* [TASK DIRECTIONS] With "chair" as the search word, show every line of the material that has it.

***** MATERIALS PROVIDED

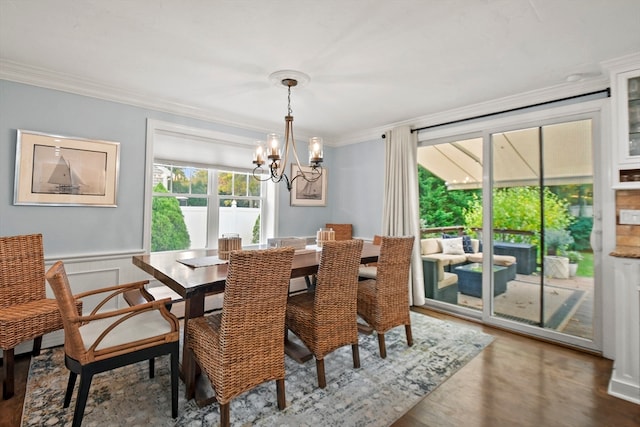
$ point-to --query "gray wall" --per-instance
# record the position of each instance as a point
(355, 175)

**********
***** MATERIALS PROVIDED

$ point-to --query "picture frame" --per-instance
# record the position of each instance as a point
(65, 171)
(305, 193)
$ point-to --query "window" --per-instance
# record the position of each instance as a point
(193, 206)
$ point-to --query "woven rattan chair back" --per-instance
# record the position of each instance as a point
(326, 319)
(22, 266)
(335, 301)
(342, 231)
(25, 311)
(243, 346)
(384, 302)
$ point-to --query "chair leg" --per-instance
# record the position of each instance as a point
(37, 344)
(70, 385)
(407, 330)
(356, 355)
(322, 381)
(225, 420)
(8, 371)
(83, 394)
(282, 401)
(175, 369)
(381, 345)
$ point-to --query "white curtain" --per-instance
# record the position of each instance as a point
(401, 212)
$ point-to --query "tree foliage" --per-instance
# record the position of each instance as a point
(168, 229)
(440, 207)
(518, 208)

**********

* [RESPONSE AREA]
$ point-to --query "woven rattan chair back" --per-instance
$ point-to --query "chair leg" --per-instance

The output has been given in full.